* REQUEST
Rewrite the part of the records that opens with the line containing "Target: man in plaid shirt" and runs through the end of the records, keeping every line. Shift each coordinate in the answers up by 148.

Point annotation dataset records
----

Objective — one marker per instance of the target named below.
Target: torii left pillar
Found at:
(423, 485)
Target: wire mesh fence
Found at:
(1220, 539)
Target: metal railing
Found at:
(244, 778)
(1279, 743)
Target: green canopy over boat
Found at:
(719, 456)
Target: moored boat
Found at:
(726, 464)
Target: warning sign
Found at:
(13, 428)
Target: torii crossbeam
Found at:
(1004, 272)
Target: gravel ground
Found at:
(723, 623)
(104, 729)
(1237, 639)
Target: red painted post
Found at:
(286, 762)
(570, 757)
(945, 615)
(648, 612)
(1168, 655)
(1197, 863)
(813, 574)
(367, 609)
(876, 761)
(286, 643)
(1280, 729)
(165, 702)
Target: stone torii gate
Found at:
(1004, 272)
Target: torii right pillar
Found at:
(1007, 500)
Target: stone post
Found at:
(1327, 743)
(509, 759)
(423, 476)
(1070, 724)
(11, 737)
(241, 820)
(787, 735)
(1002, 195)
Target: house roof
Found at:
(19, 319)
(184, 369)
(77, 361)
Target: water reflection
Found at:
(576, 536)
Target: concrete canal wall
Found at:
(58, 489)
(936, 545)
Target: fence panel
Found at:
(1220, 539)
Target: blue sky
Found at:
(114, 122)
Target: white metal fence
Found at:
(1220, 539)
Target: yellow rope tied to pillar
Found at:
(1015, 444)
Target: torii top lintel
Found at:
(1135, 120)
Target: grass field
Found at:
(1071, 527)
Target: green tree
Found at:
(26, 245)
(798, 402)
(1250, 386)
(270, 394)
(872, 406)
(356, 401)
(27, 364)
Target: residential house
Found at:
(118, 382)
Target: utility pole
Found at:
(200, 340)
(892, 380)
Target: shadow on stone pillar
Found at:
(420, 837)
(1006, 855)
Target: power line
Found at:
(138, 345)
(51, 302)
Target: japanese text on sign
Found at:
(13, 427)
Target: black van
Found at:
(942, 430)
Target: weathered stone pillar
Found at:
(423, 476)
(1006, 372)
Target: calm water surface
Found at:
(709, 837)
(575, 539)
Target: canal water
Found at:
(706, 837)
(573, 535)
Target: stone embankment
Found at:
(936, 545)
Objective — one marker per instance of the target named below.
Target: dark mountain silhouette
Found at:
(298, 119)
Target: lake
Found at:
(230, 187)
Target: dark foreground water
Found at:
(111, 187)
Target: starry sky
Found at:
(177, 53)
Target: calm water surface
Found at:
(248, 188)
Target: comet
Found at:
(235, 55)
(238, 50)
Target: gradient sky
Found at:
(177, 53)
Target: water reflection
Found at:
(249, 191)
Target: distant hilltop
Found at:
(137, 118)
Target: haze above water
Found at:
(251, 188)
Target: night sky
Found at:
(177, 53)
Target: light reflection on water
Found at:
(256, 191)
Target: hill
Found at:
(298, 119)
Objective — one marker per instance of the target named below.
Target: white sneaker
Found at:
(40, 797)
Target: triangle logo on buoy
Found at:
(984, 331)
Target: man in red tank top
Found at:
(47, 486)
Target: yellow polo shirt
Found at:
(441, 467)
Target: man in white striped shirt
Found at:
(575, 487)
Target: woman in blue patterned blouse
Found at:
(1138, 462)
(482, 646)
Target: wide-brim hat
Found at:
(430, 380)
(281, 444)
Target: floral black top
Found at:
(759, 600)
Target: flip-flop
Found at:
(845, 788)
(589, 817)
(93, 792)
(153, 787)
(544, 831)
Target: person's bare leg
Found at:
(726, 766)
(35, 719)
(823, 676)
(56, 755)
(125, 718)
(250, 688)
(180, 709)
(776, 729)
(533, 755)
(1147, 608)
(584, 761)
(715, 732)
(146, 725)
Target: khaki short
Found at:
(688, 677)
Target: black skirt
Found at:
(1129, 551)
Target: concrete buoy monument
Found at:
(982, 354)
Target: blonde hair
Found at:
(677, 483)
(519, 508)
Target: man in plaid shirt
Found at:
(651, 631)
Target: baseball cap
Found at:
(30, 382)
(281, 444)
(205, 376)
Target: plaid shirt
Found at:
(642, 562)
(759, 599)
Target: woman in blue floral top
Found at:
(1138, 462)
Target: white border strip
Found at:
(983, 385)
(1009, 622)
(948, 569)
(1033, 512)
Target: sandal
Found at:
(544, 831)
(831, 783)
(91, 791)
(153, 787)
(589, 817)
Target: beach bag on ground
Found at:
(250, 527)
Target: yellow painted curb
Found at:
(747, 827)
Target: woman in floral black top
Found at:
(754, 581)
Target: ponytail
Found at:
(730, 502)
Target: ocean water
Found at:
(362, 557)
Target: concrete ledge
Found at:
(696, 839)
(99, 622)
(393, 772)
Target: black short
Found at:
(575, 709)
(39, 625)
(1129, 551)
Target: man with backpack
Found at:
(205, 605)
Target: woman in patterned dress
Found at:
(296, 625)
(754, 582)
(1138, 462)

----

* COMPLETED EXERCISE
Target: man in plaid shirt
Found at:
(799, 779)
Target: baseball cap
Found at:
(178, 530)
(429, 592)
(353, 524)
Target: plaid shirt
Found at:
(790, 710)
(907, 747)
Target: woman in blue floral top
Found at:
(1286, 610)
Target: white border strip
Found at:
(1131, 533)
(1157, 770)
(1096, 717)
(1181, 660)
Target: sandal
Found at:
(692, 979)
(979, 931)
(239, 939)
(301, 935)
(737, 965)
Target: beach bag on ground
Found at:
(398, 675)
Target: yellow painted curb
Found at:
(895, 975)
Target: woman in floral black top
Found at:
(902, 729)
Target: ponytail
Found at:
(878, 650)
Target: ocean water
Found at:
(510, 705)
Target: concrete ledge
Found at:
(844, 987)
(247, 770)
(541, 920)
Target: black short
Found at:
(723, 857)
(187, 773)
(1277, 699)
Target: man with backpack
Found at:
(353, 753)
Target: woman in patterned dress
Found at:
(444, 773)
(902, 730)
(1286, 610)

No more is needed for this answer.